### STATED EXERCISE A
Copy the passage of the forum thread between "--- Quote from: tszaboo on August 19, 2022, 12:06:52" and "the poverty line?", inclusive, word for word.

General > General Technical Chat
Confused about PHEV, Hybrids, etc...
pcprogrammer:
--- Quote from: nctnico on August 19, 2022, 11:39:28 am ---Ah, great. Next time I need to go to the toilet I'll take a dump in the neighbour's garden. According to you, I have that choice.
--- End quote ---
Oh you do have that choice, but your neighbor won't be very happy and he might kick the crap (Pun very much intended) out of you :-DD
Monkeh:
--- Quote from: Someone on August 19, 2022, 09:34:51 am ---You imagine there is no choice, while in fact you aren't living in a totalitarian dictatorship eliminating all free will (east Germany anyone?). Your choice of accomodation and job are just that, there is no force requiring you to undertake them with no other option.
People get stuck in what they perceive to be optimal situations, that with a narrow/short view may well be the nearest best option, but miss the wider choices that could be better overall.
--- End quote ---
I don't imagine, I am simply aware that not everyone has the full range of choices you or I have. You seem to be stuck in the optimal situation of having every option available to you at all times with acceptable levels of risk, which simply isn't reality.
--- Quote from: tszaboo on August 19, 2022, 12:06:52 pm ---
--- Quote from: Someone on August 19, 2022, 09:34:51 am ---
--- Quote from: tszaboo on August 19, 2022, 08:40:57 am ---Is owning a car now considered a privilege?
How about it being a basic human right, and a consequence of living above the poverty line?
--- End quote ---
... can't tell if serious or joke. Car ownership being a basic human right? Even if it were a right, that doesn't make it mandatory or an essential of life.
--- End quote ---
Yeah, it is covered by many many legal systems. Just one below:
https://en.wikipedia.org/wiki/Right_to_an_adequate_standard_of_living
And it's impossible for a country in Europe to ban you from car ownership. They can take your license, if you don't deserve it.
Of course there are always hippies and gen-z living in a city center debating this.
But car ownership is not a privilege. It's not something that is given to you by someone else for any reason, you are born with the right.

### STATED EXERCISE B
In the stored entries below, change "ceiling beam" to "roof beam" wherever it occurs, leaving all other wording unchanged.

[Stored items]

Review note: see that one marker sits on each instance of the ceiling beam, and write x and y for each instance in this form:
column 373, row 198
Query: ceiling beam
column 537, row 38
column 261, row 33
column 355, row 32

### COMPLETE RESPONSE A
--- Quote from: tszaboo on August 19, 2022, 12:06:52 pm ---
--- Quote from: Someone on August 19, 2022, 09:34:51 am ---
--- Quote from: tszaboo on August 19, 2022, 08:40:57 am ---Is owning a car now considered a privilege?
How about it being a basic human right, and a consequence of living above the poverty line?

### COMPLETE RESPONSE B
Review note: see that one marker sits on each instance of the roof beam, and write x and y for each instance in this form:
column 373, row 198
Query: roof beam
column 537, row 38
column 261, row 33
column 355, row 32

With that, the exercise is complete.